◆ TASKS AND EXERCISES ◆
a: In the court opinion below, what crime was Brown convicted of in 2018?
b: Carry on the court opinion below from its final sentence.

Filed 1/15/25 P. v. Brown CA4/2
NOT TO BE PUBLISHED IN OFFICIAL REPORTS California Rules of Court, rule 8.1115(a), prohibits courts and parties from citing or relying on opinions not certified for publication or ordered published, except as specified by rule 8.1115(b). This opinion has not been certified for publication or ordered published for purposes of rule 8.1115.
IN THE COURT OF APPEAL OF THE STATE OF CALIFORNIA
FOURTH APPELLATE DISTRICT
DIVISION TWO
THE PEOPLE, E083335 Plaintiff and Respondent, (Super.Ct.No. 24PA000052) v. OPINION BRIAN JEFFREY BROWN,
Defendant and Appellant.
APPEAL from the Superior Court of San Bernardino County. Donna G. Garza,
Judge. Reversed in part, affirmed in part.
Brian Jeffrey Brown in pro. per.; and Richard L. Fitzer, under appointment by the
Court of Appeal, for Defendant and Appellant.
Rob Bonta, Attorney General, Lance E. Winters, Chief Assistant Attorney
General, Charles C. Ragland, Assistant Attorney General, and James H. Flaherty III,
Deputy Attorney General, for Plaintiff and Respondent.
1 Brian Jeffrey Brown appeals an order revoking parole and reinstating it. After his
counsel filed a no-issue brief seeking our independent review of the record, Brown filed
his own supplemental brief. We reverse in part and affirm in part.1
BACKGROUND
In 2018, Brown was convicted of burglary in violation of Penal Code section 459.
Brown was initially released on parole in July 2020 but absconded multiple times
between then and November 2023. Because of this, he has multiple parole violations and
served several stints in jail because of them.

◆ ENTRIES PROVIDED ◆

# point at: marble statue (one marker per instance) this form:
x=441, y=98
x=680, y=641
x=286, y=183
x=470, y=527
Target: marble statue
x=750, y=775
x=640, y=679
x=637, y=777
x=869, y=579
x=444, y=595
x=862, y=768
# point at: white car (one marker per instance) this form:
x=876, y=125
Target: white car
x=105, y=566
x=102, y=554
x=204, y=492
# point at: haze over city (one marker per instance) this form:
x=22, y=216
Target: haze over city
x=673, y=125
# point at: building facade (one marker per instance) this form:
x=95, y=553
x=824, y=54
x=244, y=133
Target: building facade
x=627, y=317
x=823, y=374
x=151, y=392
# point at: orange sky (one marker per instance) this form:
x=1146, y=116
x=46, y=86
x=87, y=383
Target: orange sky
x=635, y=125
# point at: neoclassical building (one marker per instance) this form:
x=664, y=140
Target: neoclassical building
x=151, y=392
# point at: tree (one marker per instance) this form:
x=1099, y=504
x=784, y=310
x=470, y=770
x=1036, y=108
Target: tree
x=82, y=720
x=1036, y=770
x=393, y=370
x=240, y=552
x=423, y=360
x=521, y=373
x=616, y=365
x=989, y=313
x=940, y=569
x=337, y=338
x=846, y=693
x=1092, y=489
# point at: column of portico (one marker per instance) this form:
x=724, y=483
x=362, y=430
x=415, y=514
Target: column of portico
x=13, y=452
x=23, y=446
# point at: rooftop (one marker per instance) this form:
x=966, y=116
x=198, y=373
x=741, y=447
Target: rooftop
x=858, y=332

◆ RESPONSE LIST ◆
a: Burglary, in violation of Penal Code section 459.

b:
In November 2023, Brown acknowledged new general and special terms, and
conditions of parole. The general conditions included that he was to report to his parole
agent on the first working day following his release, not to travel more than 50 miles
from his residence without prior approval, not be absent from the county for more than
48 hours, and not leave the state without prior written approval. The special conditions
included, among other things, that Brown participate in continuous electronic monitoring
via GPS device as well as a number of conditions imposed because Brown was—in
parole’s view—a sex offender. Brown signed the general conditions and many of the
special conditions without objection. However, for each special condition he believed
was imposed because of his alleged sex offender status—including the GPS monitoring
conditions—he stated in writing that his signature and acknowledgment was “under
duress.” Though Brown did initially allow himself to be GPS monitored, two days after
1 Undesignated statutory references are to the Penal Code.
2 his release the monitoring company informed parole that Brown’s GPS device issued a
tamper warning. Police responded to Brown’s last known location and found the device
but not Brown.
In December 2023, Brown was arrested in Las Vegas. Brown later admitted he
went there without informing a parole agent. The California Department of Corrections
and Rehabilitation petitioned for revocation of parole in January 2024, alleging three
parole violations: (1) absconding parole supervision, (2) removing his GPS tracker
despite being required to wear one as a sex offender registrant under section 290, and
(3) failure to register as a sex offender under section 290.
In February 2024, the court held a parole revocation hearing. Defense counsel
argued that between the time he spent on parole and the time spent in jail for parole
violations, Brown’s parole had already extended further than the statutory maximum of
four years. The prosecution argued that time spent as a fugitive is excluded from the
maximum parole limits, that the total time he had absconded since being released in 2020
was 574 days, and that tolling this time meant he was still well within the parole time
limits. The court agreed with the prosecution that Brown had not served more than the
maximum time on parole and found he violated his parole by absconding.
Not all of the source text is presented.